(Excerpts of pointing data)
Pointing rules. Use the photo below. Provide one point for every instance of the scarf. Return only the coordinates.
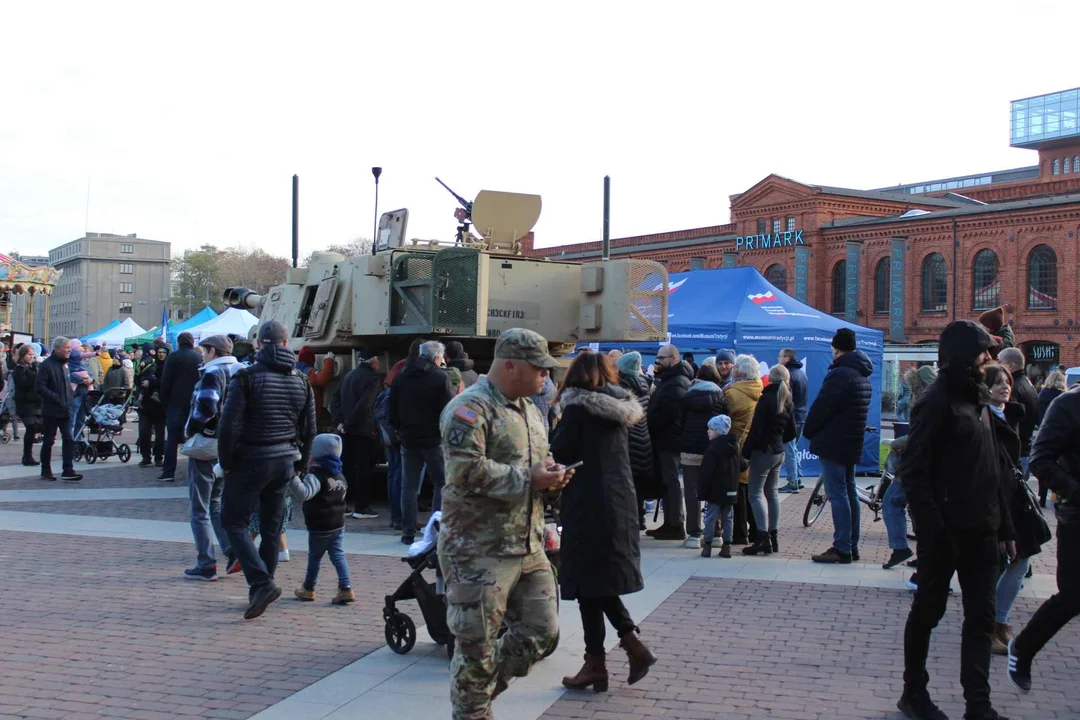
(329, 463)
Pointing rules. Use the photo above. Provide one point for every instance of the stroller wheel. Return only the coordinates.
(401, 633)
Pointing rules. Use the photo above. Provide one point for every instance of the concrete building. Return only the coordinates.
(910, 259)
(107, 277)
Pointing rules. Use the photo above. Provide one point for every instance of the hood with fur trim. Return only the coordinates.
(612, 404)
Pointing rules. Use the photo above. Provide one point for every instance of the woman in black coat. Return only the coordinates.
(639, 385)
(599, 555)
(27, 402)
(1025, 516)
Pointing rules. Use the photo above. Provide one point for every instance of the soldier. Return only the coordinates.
(490, 544)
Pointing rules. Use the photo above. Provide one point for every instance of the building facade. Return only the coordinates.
(107, 277)
(910, 259)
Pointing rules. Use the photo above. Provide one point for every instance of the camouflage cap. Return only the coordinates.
(520, 343)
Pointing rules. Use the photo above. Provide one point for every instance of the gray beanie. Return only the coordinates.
(325, 444)
(631, 363)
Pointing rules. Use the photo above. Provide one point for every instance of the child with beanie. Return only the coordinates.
(718, 483)
(322, 490)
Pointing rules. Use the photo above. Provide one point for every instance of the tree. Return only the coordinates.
(350, 249)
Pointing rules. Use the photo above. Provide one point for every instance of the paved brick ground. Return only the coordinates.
(744, 649)
(100, 627)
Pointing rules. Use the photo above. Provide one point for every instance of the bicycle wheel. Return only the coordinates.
(817, 504)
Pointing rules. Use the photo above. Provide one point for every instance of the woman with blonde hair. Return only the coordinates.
(772, 426)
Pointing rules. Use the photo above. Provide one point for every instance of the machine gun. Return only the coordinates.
(463, 214)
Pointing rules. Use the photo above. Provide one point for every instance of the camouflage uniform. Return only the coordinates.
(490, 542)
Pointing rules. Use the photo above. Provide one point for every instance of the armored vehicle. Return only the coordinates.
(469, 289)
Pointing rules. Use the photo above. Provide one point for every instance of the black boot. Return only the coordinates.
(760, 546)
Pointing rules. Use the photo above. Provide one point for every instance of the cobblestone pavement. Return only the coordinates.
(739, 649)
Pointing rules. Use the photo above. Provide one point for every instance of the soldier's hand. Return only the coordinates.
(548, 476)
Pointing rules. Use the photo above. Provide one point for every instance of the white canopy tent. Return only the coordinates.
(232, 321)
(115, 337)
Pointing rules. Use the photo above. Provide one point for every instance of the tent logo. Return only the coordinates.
(761, 297)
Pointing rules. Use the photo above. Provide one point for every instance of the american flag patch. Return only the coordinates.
(464, 413)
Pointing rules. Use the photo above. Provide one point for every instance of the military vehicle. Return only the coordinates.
(468, 289)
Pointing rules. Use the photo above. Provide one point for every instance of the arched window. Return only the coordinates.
(1042, 277)
(934, 284)
(839, 284)
(777, 275)
(987, 290)
(881, 285)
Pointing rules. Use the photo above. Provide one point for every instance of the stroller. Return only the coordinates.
(400, 629)
(106, 413)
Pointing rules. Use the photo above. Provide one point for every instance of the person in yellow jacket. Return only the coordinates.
(742, 396)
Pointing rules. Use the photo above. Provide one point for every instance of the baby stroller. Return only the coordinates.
(400, 629)
(105, 419)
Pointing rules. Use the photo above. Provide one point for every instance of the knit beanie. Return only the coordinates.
(719, 424)
(630, 363)
(845, 340)
(326, 444)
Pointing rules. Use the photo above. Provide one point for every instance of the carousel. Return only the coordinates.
(21, 280)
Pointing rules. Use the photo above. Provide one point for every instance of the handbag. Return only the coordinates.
(200, 447)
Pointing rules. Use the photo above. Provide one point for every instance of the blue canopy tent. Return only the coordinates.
(737, 309)
(203, 315)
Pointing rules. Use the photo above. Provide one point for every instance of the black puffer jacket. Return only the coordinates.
(836, 424)
(599, 552)
(417, 398)
(1055, 457)
(665, 408)
(640, 446)
(53, 386)
(27, 401)
(1025, 393)
(703, 401)
(952, 470)
(269, 411)
(772, 425)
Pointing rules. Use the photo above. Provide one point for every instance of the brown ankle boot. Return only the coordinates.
(593, 673)
(640, 657)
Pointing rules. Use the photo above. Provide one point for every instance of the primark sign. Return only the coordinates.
(761, 242)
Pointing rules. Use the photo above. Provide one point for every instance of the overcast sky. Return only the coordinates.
(189, 120)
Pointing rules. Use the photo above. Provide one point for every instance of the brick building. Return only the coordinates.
(910, 259)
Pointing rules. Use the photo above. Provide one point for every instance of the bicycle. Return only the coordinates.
(872, 496)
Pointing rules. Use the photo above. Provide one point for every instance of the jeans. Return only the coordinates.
(151, 421)
(205, 493)
(413, 462)
(593, 611)
(673, 489)
(847, 518)
(727, 515)
(49, 428)
(1053, 614)
(973, 557)
(175, 419)
(333, 543)
(1009, 584)
(394, 481)
(793, 467)
(690, 475)
(764, 486)
(262, 483)
(894, 512)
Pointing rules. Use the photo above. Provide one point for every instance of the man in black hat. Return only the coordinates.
(836, 426)
(265, 437)
(953, 479)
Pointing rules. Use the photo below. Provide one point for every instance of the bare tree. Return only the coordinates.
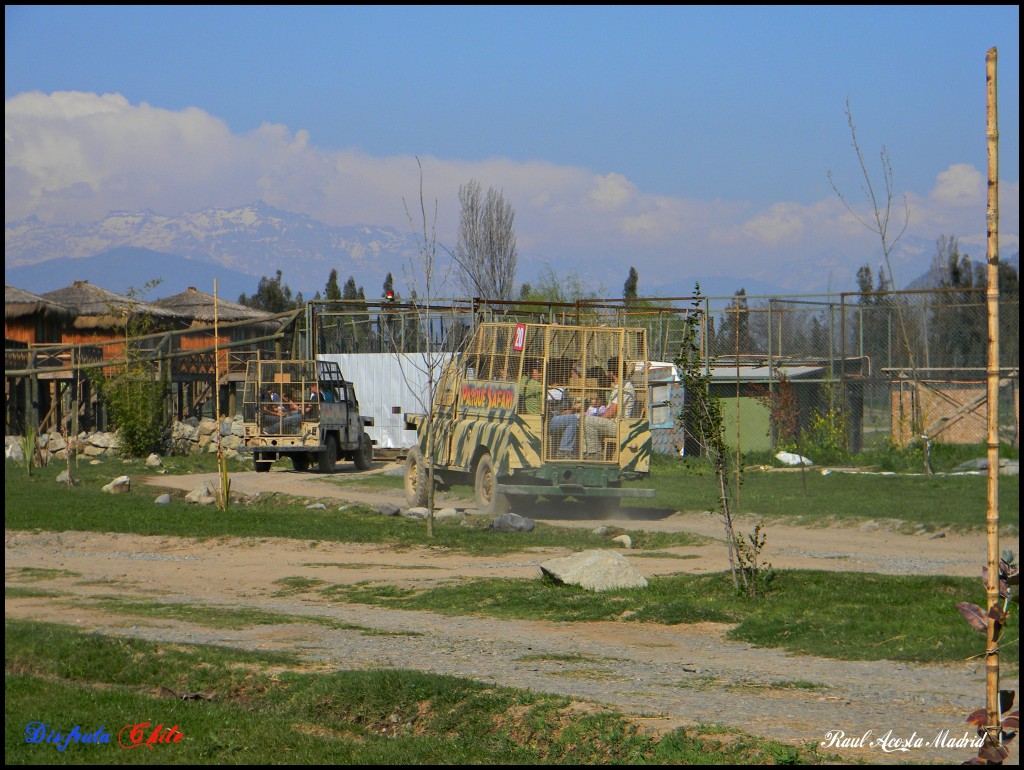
(485, 251)
(882, 224)
(424, 281)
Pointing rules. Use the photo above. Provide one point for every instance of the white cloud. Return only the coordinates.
(612, 191)
(74, 157)
(960, 185)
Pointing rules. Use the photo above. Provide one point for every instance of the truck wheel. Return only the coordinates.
(416, 478)
(329, 458)
(365, 455)
(488, 500)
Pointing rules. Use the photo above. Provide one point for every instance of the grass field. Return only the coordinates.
(844, 615)
(263, 709)
(272, 709)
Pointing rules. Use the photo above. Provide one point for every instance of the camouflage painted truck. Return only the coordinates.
(303, 410)
(532, 410)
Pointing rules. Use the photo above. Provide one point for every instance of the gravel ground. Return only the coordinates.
(663, 676)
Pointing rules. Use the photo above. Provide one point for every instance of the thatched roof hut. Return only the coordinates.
(199, 306)
(97, 308)
(17, 303)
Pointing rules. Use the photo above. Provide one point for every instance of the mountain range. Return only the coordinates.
(238, 246)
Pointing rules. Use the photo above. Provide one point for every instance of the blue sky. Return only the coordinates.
(696, 137)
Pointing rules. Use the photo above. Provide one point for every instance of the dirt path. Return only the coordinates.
(666, 676)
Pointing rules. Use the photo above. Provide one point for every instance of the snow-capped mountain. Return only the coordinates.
(255, 240)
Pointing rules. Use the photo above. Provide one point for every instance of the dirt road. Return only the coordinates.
(665, 676)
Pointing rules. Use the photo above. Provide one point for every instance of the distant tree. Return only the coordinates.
(485, 251)
(332, 292)
(272, 296)
(630, 288)
(350, 293)
(734, 333)
(960, 325)
(873, 319)
(551, 287)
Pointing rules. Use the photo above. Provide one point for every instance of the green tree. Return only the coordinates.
(960, 325)
(734, 332)
(630, 288)
(485, 251)
(271, 295)
(332, 292)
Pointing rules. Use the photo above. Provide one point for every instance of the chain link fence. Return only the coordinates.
(841, 372)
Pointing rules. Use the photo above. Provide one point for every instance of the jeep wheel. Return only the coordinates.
(329, 458)
(365, 455)
(488, 500)
(416, 479)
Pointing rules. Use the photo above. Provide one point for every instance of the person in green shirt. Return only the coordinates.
(531, 390)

> GOAL
Without including the pictures, return each record above exactly as it stands.

> RESULT OF THE TASK
Pointing rules. Use the photo below. Provide one point for every instance of the scarf. Return only the coordinates.
(329, 463)
Pointing rules. Use the photo above. Provide one point for every instance of the stroller wheel. Return only the coordinates.
(401, 633)
Pointing rules. Use the photo above. Provide one point for every instance of the concrete building. Return only the coordinates.
(910, 259)
(107, 277)
Pointing rules. Use the photo above. Provide one point for every instance of the hood with fur trim. Return only the coordinates.
(612, 404)
Pointing rules. Use the photo above. Provide one point for every instance of the woman in black coat. Return only the coordinates.
(639, 385)
(599, 555)
(27, 402)
(1025, 516)
Pointing rules. Use the photo above. Provide one point for every instance of the soldier. Return only the coordinates.
(490, 544)
Pointing rules. Use the photo above. Provide one point for every instance of the building facade. Return only the coordinates.
(107, 277)
(910, 259)
Pointing rules. Use the photo above. Provide one point for every instance of the camouflage cap. Return only the coordinates.
(520, 343)
Pointing rules. Use the photo above. Provide one point for every instance of the gray beanie. Return only the coordinates.
(325, 444)
(631, 363)
Pointing rules. Use the photo above. Provide one point for every instance of the child with beanie. Return only the coordinates.
(718, 483)
(322, 490)
Pointing rules. Use the photo above. Provide one point for every instance of the tree. Return only the coordinates.
(350, 249)
Pointing rules. Use the photo above. Provide one point for every instance of the paved brick ground. Return only the coordinates.
(744, 649)
(100, 627)
Pointing rules. Use the photo above. Provide one point for every instance of the bicycle wheel. Return only the coordinates.
(817, 504)
Pointing rules. Use the photo above. Provide one point for every instance of the woman with blonde hair. Return only the coordinates.
(772, 426)
Pointing rules. Use the photo above. Provide one point for every instance of the machine gun. Return only the coordinates.
(463, 214)
Pointing rules. Use the photo above. Provide one point for every instance of the camouflage uniform. Return only the coordinates.
(490, 542)
Pointing rules. Use the photo above. Provide one point for every instance of the armored vehicle. Return only the coordinates.
(469, 289)
Pointing rules. Use the photo above. Provide one point for every instance of the black boot. Return only the coordinates.
(760, 546)
Pointing rules. Use the photo above. Provide one point for every instance of the cobblestone pavement. Return only the coordinates.
(739, 649)
Pointing rules. Use the photo above. Provide one point for every instance of the soldier's hand. Return only the coordinates.
(548, 476)
Pointing rules. Use the photo above. Provide one point for every instance of the white canopy tent. Return only the coordinates.
(232, 321)
(115, 337)
Pointing rules. Use the photo above. Provide one point for every instance of the tent logo. Return only the coordinates.
(761, 297)
Pointing rules. Use the photo above. Provide one point for every instance of the american flag patch. Return only the coordinates.
(464, 413)
Pointing rules. Use the photo above. Provide one point for every instance of the military vehicle. Return only the coordinates.
(468, 289)
Pointing rules. Use the photo above. Provide one point for every instance of the arched window. Return only the coordinates.
(1042, 277)
(934, 284)
(839, 284)
(777, 275)
(987, 290)
(881, 285)
Pointing rules. Use the photo above. Provide one point for every instance of the stroller. Return only the coordinates.
(400, 629)
(106, 413)
Pointing rules. Use the photo above. Provide one point for every instance of the person in yellow jacket. Return only the coordinates.
(742, 396)
Pointing rules. Use the photo above. Provide one point for every instance of the baby stroller. Return only the coordinates.
(400, 629)
(105, 419)
Pointing rules. Use the photo above. Provide one point for every instance of the knit beanie. Return only the coordinates.
(719, 424)
(630, 363)
(845, 340)
(326, 444)
Pointing rules. Use the photo above. Provide one point for every instance of the carousel. Return only the coordinates.
(21, 280)
Pointing rules. Use the photo above. Provide one point for every instance of the handbag. Return only the coordinates.
(200, 447)
Pointing rules. Use the photo above. Provide one point for every instance of the blue canopy tent. Return only the coordinates.
(737, 309)
(203, 315)
Pointing rules. Use the photo above. Provide one point for every instance of the black puffer jacket. Return only the coordinates.
(836, 424)
(599, 552)
(417, 398)
(1055, 457)
(665, 408)
(640, 446)
(53, 386)
(27, 401)
(1025, 393)
(703, 401)
(952, 470)
(269, 411)
(772, 425)
Pointing rules. Use the photo above. Provide one point for every instance of the brown ankle boot. Return only the coordinates.
(593, 673)
(640, 657)
Pointing rules. Use the photo above. Provide one point for every instance of the primark sign. Return only the coordinates.
(761, 242)
Pointing rules. Use the photo above. Provide one point for every instance of the overcast sky. Return only the coordinates.
(189, 120)
Pointing rules. Use the photo above. Provide one point for every instance of the brick building. Return only the coordinates.
(910, 259)
Pointing rules. Use the photo above. Provide one point for every instance of the bicycle. Return only the coordinates.
(872, 496)
Pointing rules. Use the photo above. Provide one point for every instance of the jeans. Return only the coordinates.
(151, 421)
(205, 493)
(413, 462)
(593, 611)
(673, 489)
(847, 518)
(727, 515)
(49, 428)
(1053, 614)
(973, 557)
(175, 419)
(333, 543)
(1009, 584)
(394, 481)
(793, 467)
(690, 475)
(764, 486)
(262, 483)
(894, 512)
Pointing rules. Use the photo above. Provide one point for every instance of the man in black hat. Return only the coordinates.
(836, 426)
(265, 437)
(953, 479)
Pointing rules. Use the photo below. Provide one point for every instance of the bare tree. Return only the coordinates.
(485, 251)
(882, 224)
(424, 281)
Pointing rules. Use the photo above. Provide one point for every instance of the white cloud. Return only the coordinates.
(612, 191)
(74, 157)
(960, 185)
Pointing rules. Use the photo above. Provide one point for every instance of the truck wheel. Return only the coordinates.
(416, 478)
(329, 458)
(365, 455)
(488, 500)
Pointing rules. Use the photo above. Provide one point for every instance of the grass field. Return only the coordinates.
(844, 615)
(263, 709)
(272, 709)
Pointing rules. Use the photo above. Provide one point for every instance of the camouflage painted truck. Return only the coordinates.
(303, 410)
(532, 410)
Pointing rules. Use the photo above. Provide one point for every instance of the gravel ground. Return only the coordinates.
(663, 676)
Pointing rules. Use the photo above. Provide one point for every instance of the thatched roof hut. Return only the coordinates.
(199, 306)
(97, 308)
(17, 303)
Pointing rules. Use the photo above. Provide one point for every instance of the mountain range. Return only the coordinates.
(238, 246)
Pointing rules. Use the photo above. Provide one point for every instance of the blue sky. Return only the coordinates.
(696, 137)
Pointing rules. Use the photo above. Provide one point for every instance of the dirt path. Return only the coordinates.
(666, 676)
Pointing rules. Use the photo above. Provide one point for every instance of the snow-capped mountain. Return only the coordinates.
(255, 240)
Pointing rules. Use the photo above. Provide one point for every instance of the dirt road. Return only the coordinates.
(665, 676)
Pointing rules. Use the photo above. Provide one point for every instance of the distant tree. Return only the coordinates.
(485, 251)
(332, 292)
(272, 296)
(630, 288)
(350, 293)
(734, 333)
(960, 325)
(873, 319)
(551, 287)
Pointing rules. Use the photo above. Provide one point for every instance of the green tree. Return only the coordinates.
(960, 325)
(734, 332)
(630, 288)
(485, 251)
(271, 295)
(332, 292)
Pointing rules. Use the photo above. Provide one point for every instance of the chain link fence. Return only the coordinates.
(841, 372)
Pointing rules. Use the photo above. Provide one point for every instance of the jeep wheel. Return only the coordinates.
(329, 458)
(365, 455)
(488, 500)
(416, 479)
Pointing rules. Use the photo above. Provide one point for every instance of the person in green shirt. Return only the coordinates.
(531, 390)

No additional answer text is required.